§ **GIVEN INSTRUCTION**: Convert the following material into a Markdown table with the columns Row and Line, numbering each nonblank line in order and omitting blank lines.

§ **THE INPUT**:
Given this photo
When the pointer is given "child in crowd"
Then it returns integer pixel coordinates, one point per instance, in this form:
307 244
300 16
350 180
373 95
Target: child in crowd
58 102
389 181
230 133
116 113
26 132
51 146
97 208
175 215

§ **COMPLETE OUTPUT**:
| Row | Line |
|---|---|
| 1 | Given this photo |
| 2 | When the pointer is given "child in crowd" |
| 3 | Then it returns integer pixel coordinates, one point per instance, in this form: |
| 4 | 307 244 |
| 5 | 300 16 |
| 6 | 350 180 |
| 7 | 373 95 |
| 8 | Target: child in crowd |
| 9 | 58 102 |
| 10 | 389 181 |
| 11 | 230 133 |
| 12 | 116 113 |
| 13 | 26 132 |
| 14 | 51 146 |
| 15 | 97 208 |
| 16 | 175 215 |